Start of TEXT SECTION

JOINT BASE CHARLESTON, S.C. –
Airmen from the 16th Airlift Squadron and 437th Operations Support Squadron said goodbye to family and friends Oct. 28 as they boarded a C-17 bound for the Middle East in support of combat operations in the U.S. Central Command area of responsibility.
The more than 100 Airmen are expected to deploy for approximately 120 days and will replace the 15th Airlift Squadron as they return home after a four-month rotation in early November.
Trailing just a few days behind an advance team of key squadron personnel, the Airmen will be deployed as the 817th Expeditionary Airlift Squadron, headquartered at Incirlik Air Base, Turkey.
The 817 EAS, which includes several detachments throughout Eurasia and the Middle East, conducts airlift, airdrop and aeromedical evacuation missions daily to provide direct support to the warfighter. The squadron is the second half of a two-part, expeditionary airlift squadron concept, which was established in 2006.

End of TEXT SECTION
Start of EXERCISE DATA

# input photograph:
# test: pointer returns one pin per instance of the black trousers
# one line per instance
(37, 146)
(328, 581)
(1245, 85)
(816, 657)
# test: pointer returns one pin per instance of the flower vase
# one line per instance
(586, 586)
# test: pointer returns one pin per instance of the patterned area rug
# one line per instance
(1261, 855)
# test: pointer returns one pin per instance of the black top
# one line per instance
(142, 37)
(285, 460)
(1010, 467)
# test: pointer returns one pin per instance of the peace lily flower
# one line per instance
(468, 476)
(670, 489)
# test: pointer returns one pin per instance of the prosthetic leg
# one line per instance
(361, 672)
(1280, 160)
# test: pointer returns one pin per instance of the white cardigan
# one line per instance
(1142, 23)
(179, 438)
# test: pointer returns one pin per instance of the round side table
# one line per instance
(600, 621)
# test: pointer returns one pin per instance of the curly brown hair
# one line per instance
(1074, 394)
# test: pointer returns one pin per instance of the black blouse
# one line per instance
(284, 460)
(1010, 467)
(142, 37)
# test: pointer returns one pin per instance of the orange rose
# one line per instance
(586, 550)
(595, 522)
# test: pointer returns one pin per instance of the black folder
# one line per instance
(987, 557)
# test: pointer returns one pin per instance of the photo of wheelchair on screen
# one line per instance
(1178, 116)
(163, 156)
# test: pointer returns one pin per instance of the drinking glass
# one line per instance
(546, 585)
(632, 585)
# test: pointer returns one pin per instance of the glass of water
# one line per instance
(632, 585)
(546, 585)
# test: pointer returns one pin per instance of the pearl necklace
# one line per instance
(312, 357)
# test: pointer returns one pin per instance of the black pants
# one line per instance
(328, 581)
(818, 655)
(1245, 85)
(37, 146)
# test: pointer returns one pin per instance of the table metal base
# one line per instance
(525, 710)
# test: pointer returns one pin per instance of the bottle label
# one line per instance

End of EXERCISE DATA

ASSIGNED TASK: Print the Joint Base Charleston deployment text again in full, word for word.

WRITTEN REPLY:
JOINT BASE CHARLESTON, S.C. –
Airmen from the 16th Airlift Squadron and 437th Operations Support Squadron said goodbye to family and friends Oct. 28 as they boarded a C-17 bound for the Middle East in support of combat operations in the U.S. Central Command area of responsibility.
The more than 100 Airmen are expected to deploy for approximately 120 days and will replace the 15th Airlift Squadron as they return home after a four-month rotation in early November.
Trailing just a few days behind an advance team of key squadron personnel, the Airmen will be deployed as the 817th Expeditionary Airlift Squadron, headquartered at Incirlik Air Base, Turkey.
The 817 EAS, which includes several detachments throughout Eurasia and the Middle East, conducts airlift, airdrop and aeromedical evacuation missions daily to provide direct support to the warfighter. The squadron is the second half of a two-part, expeditionary airlift squadron concept, which was established in 2006.